+++ Material for this exercise

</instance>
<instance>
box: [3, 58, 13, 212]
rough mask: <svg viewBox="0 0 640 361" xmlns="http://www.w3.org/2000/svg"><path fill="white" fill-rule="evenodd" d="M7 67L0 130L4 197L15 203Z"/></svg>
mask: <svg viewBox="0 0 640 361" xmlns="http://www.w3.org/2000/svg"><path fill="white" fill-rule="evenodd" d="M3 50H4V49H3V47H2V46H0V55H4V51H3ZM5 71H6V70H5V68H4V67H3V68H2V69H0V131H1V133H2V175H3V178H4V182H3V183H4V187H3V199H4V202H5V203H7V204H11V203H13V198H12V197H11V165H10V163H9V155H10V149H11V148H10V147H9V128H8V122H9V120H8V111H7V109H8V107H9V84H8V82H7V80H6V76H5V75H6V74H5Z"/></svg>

++++++

Work item: Could you express every one of the lines above as a Markdown table with the columns Row and Line, numbering each row and leaving out any blank lines?

Expected answer:
| Row | Line |
|---|---|
| 1 | </instance> |
| 2 | <instance> |
| 3 | box: [3, 58, 13, 212] |
| 4 | rough mask: <svg viewBox="0 0 640 361" xmlns="http://www.w3.org/2000/svg"><path fill="white" fill-rule="evenodd" d="M7 67L0 130L4 197L15 203Z"/></svg> |
| 5 | mask: <svg viewBox="0 0 640 361" xmlns="http://www.w3.org/2000/svg"><path fill="white" fill-rule="evenodd" d="M3 50H4V49H3V47H2V46H0V55H4V51H3ZM5 71H6V70H5V68H4V67H3V68H2V69H0V131H1V133H2V175H3V178H4V182H3V183H4V187H3V199H4V202H5V203H7V204H11V203H13V198H12V197H11V165H10V163H9V155H10V149H11V148H10V147H9V128H8V122H9V120H8V111H7V109H8V107H9V84H8V82H7V80H6V76H5V75H6V74H5Z"/></svg> |